Exercise brief: Only the lines from the one that contains "Target: train coupler" to the end of the material below are wanted, each duplicated exactly.

─── Data supplied ───

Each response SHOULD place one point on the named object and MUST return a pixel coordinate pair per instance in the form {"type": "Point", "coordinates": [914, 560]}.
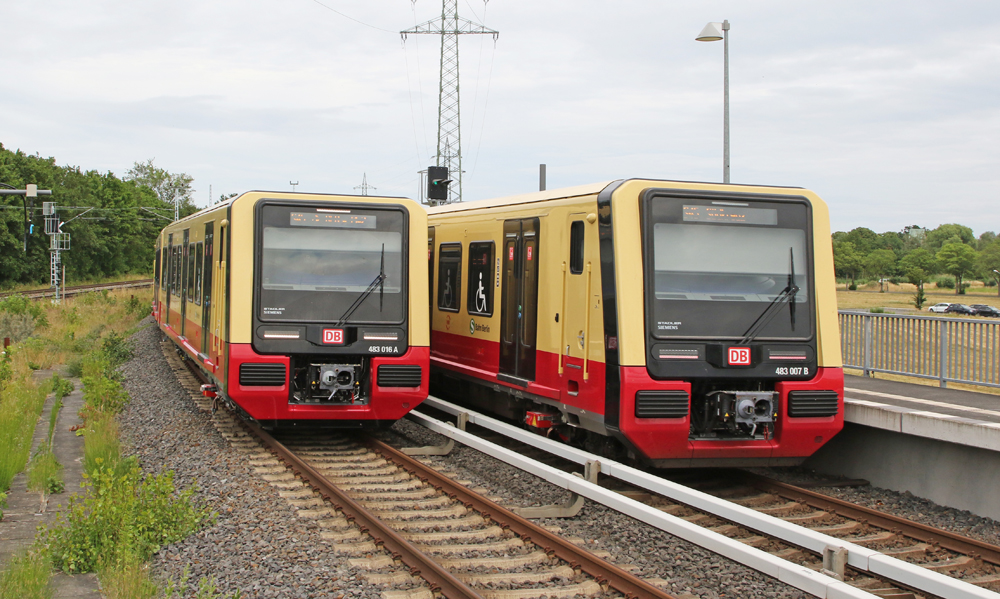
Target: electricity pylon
{"type": "Point", "coordinates": [449, 26]}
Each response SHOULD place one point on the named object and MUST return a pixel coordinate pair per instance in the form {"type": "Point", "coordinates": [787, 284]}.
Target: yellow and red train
{"type": "Point", "coordinates": [301, 308]}
{"type": "Point", "coordinates": [679, 324]}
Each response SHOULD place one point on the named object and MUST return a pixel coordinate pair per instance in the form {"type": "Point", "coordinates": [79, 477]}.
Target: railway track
{"type": "Point", "coordinates": [78, 289]}
{"type": "Point", "coordinates": [973, 565]}
{"type": "Point", "coordinates": [414, 527]}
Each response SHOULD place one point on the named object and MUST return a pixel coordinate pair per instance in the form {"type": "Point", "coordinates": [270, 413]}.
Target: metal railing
{"type": "Point", "coordinates": [956, 350]}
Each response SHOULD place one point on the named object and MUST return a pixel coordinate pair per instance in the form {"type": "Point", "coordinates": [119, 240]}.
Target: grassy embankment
{"type": "Point", "coordinates": [123, 516]}
{"type": "Point", "coordinates": [900, 297]}
{"type": "Point", "coordinates": [22, 287]}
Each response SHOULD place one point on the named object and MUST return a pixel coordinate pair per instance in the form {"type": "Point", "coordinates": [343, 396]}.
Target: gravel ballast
{"type": "Point", "coordinates": [258, 545]}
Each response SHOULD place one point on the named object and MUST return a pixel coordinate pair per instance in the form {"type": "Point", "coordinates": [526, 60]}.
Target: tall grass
{"type": "Point", "coordinates": [21, 402]}
{"type": "Point", "coordinates": [26, 576]}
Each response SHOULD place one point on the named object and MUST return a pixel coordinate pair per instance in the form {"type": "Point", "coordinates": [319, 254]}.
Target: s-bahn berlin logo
{"type": "Point", "coordinates": [739, 356]}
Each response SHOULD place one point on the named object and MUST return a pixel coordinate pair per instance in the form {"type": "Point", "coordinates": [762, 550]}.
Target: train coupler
{"type": "Point", "coordinates": [541, 419]}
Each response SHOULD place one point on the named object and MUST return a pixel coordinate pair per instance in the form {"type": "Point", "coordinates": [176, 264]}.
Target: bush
{"type": "Point", "coordinates": [122, 517]}
{"type": "Point", "coordinates": [16, 327]}
{"type": "Point", "coordinates": [117, 349]}
{"type": "Point", "coordinates": [26, 576]}
{"type": "Point", "coordinates": [60, 386]}
{"type": "Point", "coordinates": [18, 304]}
{"type": "Point", "coordinates": [44, 473]}
{"type": "Point", "coordinates": [103, 394]}
{"type": "Point", "coordinates": [100, 443]}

───

Result of this exercise:
Target: train coupler
{"type": "Point", "coordinates": [541, 419]}
Each response SHOULD place one point on the named object and MUST return a pixel coordinate pair per instance in the form {"type": "Point", "coordinates": [176, 264]}.
Target: bush
{"type": "Point", "coordinates": [122, 517]}
{"type": "Point", "coordinates": [16, 327]}
{"type": "Point", "coordinates": [117, 349]}
{"type": "Point", "coordinates": [26, 576]}
{"type": "Point", "coordinates": [60, 386]}
{"type": "Point", "coordinates": [18, 304]}
{"type": "Point", "coordinates": [44, 473]}
{"type": "Point", "coordinates": [103, 394]}
{"type": "Point", "coordinates": [100, 443]}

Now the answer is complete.